- EJERCICIOS
**a)** En el hilo sobre la identificación del pajarito, ¿por qué descartó el autor que se tratara de un gorrión?
**b)** Sigue escribiendo el hilo sobre la identificación del pajarito desde donde termina.
+++ EXTRACTO DEL TEXTO
El pasado sábado tomé unas fotografías a un pajarito que estaba en las ramas de una pequeña encina. Primero pensé que se trataba de un gorrión, pero el pico es mucho más delgado, por lo que lo descarté. Como no sé de qué especie se trata, aunque pudiera ser un acentor común, lo subo con el título de pajarito, a ver si podéis ayudarme a identificarlo:









Un cordial saludo.

----------


## ben-amar

Unas fotos preciosas, a este le gustan las fotos  :Smile:

----------


## perdiguera

Hay dos cosas que me dicen que puede no tratarse de un acentor común:
La base del pico que en ejemplar de tu foto la veo mucho más delgada que la del acentor y la falta de color gris en la zona superior del pecho y que le da una vuelta como un babero hasta la parte posterior de la cabeza.
Todo lo demás parece que sea.
Ayudaría bastante saber su tamaño, ya que el acentor común es realtivamente pequeño, yo diría que más que un gorrión.

----------


## REEGE

Hola Los terrines... estupendas fotos!! Dudo entre lo que tu dices y el BISBITA ALPINA.
++++++
+++ DATOS DEL CONJUNTO
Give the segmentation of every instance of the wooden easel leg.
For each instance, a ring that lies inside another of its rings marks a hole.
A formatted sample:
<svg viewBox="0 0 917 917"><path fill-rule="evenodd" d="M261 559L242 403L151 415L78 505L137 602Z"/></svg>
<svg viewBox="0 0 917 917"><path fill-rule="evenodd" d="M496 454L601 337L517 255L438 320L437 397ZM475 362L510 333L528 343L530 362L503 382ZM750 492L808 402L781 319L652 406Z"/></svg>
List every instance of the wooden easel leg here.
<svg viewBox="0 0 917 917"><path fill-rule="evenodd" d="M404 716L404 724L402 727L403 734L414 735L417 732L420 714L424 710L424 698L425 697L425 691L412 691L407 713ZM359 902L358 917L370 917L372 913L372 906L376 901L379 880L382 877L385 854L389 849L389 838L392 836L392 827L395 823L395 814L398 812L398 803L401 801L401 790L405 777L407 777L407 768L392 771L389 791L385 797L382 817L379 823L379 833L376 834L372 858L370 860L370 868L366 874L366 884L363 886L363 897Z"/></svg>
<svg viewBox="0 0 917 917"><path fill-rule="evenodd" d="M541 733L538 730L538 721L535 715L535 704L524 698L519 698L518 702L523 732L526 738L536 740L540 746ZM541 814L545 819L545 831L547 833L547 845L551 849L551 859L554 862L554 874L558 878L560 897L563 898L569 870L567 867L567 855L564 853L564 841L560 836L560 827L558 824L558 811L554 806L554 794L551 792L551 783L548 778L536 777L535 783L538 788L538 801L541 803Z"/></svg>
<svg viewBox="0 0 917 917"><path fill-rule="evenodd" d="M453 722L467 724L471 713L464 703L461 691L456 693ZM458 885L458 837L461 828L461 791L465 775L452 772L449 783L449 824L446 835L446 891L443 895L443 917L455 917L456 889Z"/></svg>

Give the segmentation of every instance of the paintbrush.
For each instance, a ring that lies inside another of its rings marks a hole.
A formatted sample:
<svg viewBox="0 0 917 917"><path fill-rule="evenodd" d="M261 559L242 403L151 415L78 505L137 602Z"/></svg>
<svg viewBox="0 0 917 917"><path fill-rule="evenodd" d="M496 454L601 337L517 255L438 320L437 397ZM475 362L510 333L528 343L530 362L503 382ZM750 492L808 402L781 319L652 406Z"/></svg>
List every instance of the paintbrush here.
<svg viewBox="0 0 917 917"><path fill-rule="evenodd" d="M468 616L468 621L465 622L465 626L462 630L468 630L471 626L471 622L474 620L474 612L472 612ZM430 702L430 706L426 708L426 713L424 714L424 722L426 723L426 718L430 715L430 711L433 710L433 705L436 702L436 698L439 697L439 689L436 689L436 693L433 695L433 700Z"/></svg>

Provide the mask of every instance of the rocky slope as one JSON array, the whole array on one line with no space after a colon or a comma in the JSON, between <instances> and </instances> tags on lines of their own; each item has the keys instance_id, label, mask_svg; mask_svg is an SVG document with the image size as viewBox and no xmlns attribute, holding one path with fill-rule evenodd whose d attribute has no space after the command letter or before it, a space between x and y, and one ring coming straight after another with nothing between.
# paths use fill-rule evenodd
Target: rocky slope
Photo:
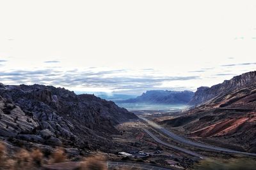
++++++
- RESPUESTAS DEL EJERCICIO
**a)** Porque el pico es mucho más delgado.

**b)**
Que facilidad de hacerles fotos a los pájaros, con lo desconfiados que son casi todos.
Un saludo.

----------


## perdiguera

Lo siento REEGE, la bisbita alpina tiene las patas negras y la de los terrines son sonrosadas.

----------


## culipardo

Pues yo apostaría porque es una Bisbita comun. Ave invernal cuyo origen son los paises de Centro y Norte de Europa. Del tamaño de un gorrión, es común en las grandes llanuras cultivadas y en el entorno de humedales.
Espero que nos sigas regalando las estupendas fotos que acostumbras. Un saludo.

----------


## REEGE

Estoy totalmente de acuerdo contigo!!!!
Bisbita común...
Lo bueno que es tener en el foro gente sabia en variadas materias!!
Un saludo.

----------


## Los terrines

La verdad es que yo también había pensado que podría tratarse de una bisbita común, pero no llegué a ninguna conclusión. Contestando a perdiguera respecto al tamaño, creo recordar que podía ser algo menor al de un gorrión.

Un cordial saludo.

----------


## frfmfrfm

Yo también creo que es un bisbita común.
Buenas fotos, Los terrines.
Un saludo a todos.

----------


## Los terrines

Buenas tardes.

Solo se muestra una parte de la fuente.